Коротко ответьте по тексту ниже:
(a) Какая сила огня пребывала в покое, когда Бог вложил огонь в купину?
(b) В каком воздухе можно разглядеть неосвещенную часть луны, когда она похожа на тонкий серп?
(c) Чем солнце, по тексту, отличается от луны в отношении света?

Текст =>
========

И никому да не кажется невероятным утверждаемое, что иное есть блистательность света, а иное — тело, в котором находится свет. Во-первых, видно cиe из того, что все сложное делится у нас таким же образом на вмещающую сущность и на приданное ей качество. Посему как по природе иное есть белизна, а иное — тело выбеленное, так и теперь упоминаемые [1], будучи различны по природе, соединены силою Творца. И не говори, что нельзя отделить их друг от друга. Я и не утверждаю, чтобы для меня или для тебя было возможно отделение света от солнечного тела, но говорю только, что представляющееся нам раздельным в мыслях может быть и в самой действительности разделено Творцом их природы. Тебе не возможно отделить попаляющую силу огня от светозарности, но Бог, желая обратить внимание Своего служителя чудным видением, вложил в купину огонь, в котором действовала одна светозарность, а сила жечь пребывала в покое. Так и Псалмопевец свидетельствует, говоря: «глас Господа пресецающаго пламень огня» (Пс.28,7). От сего и о воздаянии за дела жизни нашей некоторое учение втайне преподает нам, что естество огня будет разделено, и свет предоставлен в наслаждение праведным, а мучительность жжения назначена наказываемым.
А потом удостоверение в исследуемом можно нам находить и в видоизменениях луны. Ибо когда она исходит и убывает, тогда не тело ее совершенно истребляется, но представляет она нам явления уменьшения и возрастания тем, что слагает с себя и опять восприемлет облекающий ее свет. А что самое тело луны при ее исходе не уничтожается, ясным тому свидетельством служит видимое. Ибо в чистом и свободном от всякого тумана воздухе, даже когда луна имеет вид самого тонкого серпа, можно тебе, всмотревшись, увидеть несветлую и не освещенную ее часть, описанную такою же дугою, какая очерчивает целую луну во время полнолуния, так что ясно усматривается полный круг, если зрение сводит вместе с освещенною частью и ту, которая помрачена и темна. И не представляй мне, что свет луны заимствованный, потому что она ущербает, приближаясь к солнцу, и опять возрастает, удаляясь от него. Не cиe подлежит нашему исследованию в настоящем случае, но то, что иное есть тело луны, а иное — освещающее. Подобное же нечто представляй и о солнце, кроме того, что оно, однажды прияв свет и имея его растворенным в себе, не отлагает света. Но луна, постоянно как бы совлекающаяся света и опять в него облекающаяся, удостоверяет собою и в сказанном о солнце.

========

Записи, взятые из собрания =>

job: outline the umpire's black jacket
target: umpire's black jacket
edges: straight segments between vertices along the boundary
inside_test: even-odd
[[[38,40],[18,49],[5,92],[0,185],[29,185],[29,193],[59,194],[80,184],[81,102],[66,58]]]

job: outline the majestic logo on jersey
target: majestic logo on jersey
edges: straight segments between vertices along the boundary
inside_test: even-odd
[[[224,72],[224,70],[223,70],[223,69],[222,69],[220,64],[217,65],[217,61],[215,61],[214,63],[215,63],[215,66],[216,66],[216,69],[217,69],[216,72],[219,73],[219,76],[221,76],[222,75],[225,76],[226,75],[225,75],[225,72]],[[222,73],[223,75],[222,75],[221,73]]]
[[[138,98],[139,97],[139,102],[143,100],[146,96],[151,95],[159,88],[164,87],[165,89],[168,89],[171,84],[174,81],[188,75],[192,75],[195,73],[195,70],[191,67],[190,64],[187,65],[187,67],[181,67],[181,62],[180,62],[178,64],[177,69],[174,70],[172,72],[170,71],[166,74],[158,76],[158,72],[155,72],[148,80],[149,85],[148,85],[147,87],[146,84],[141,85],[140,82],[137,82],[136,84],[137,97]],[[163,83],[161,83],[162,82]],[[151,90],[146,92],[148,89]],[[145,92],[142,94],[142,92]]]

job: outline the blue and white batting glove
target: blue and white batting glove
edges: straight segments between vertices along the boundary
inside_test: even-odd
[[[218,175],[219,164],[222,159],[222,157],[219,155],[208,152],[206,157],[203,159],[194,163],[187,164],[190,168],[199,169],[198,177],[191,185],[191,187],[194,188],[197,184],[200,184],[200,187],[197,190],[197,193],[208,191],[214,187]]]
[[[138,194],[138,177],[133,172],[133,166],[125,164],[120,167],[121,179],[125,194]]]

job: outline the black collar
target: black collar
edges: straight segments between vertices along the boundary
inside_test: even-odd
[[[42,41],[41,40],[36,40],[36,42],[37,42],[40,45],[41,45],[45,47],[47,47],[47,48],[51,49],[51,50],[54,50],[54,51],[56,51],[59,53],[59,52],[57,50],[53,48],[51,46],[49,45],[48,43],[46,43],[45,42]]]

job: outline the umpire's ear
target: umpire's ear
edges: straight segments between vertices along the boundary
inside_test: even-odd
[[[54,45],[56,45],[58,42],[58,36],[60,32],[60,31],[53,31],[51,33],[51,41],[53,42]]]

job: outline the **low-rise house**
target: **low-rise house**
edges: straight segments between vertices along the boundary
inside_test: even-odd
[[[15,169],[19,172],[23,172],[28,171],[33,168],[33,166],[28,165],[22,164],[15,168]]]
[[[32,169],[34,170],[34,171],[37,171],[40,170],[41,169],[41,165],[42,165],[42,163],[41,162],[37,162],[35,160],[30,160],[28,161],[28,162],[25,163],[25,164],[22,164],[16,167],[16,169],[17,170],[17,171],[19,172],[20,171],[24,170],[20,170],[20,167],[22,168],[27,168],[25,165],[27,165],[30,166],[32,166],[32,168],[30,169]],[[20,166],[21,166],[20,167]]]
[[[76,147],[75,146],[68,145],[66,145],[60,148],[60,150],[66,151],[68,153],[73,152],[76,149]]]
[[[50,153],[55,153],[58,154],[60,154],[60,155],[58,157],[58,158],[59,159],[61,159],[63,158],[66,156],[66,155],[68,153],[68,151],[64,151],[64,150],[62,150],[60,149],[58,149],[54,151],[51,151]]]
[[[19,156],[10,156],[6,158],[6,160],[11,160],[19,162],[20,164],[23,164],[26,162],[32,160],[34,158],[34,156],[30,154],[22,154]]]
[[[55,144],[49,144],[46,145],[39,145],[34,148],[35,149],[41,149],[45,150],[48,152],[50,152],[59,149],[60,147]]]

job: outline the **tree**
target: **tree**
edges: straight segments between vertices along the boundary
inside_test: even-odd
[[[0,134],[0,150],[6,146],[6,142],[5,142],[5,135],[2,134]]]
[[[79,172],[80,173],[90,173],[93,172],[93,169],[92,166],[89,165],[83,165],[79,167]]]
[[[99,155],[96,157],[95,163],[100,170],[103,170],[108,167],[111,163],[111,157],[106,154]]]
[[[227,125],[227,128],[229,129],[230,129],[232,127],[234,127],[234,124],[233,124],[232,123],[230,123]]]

========

Решение =>
(a) Сила жечь; в огне действовала одна светозарность.
(b) В чистом и свободном от всякого тумана воздухе.
(c) Солнце, однажды прияв свет и имея его растворенным в себе, не отлагает света, а луна постоянно как бы совлекается света и опять в него облекается.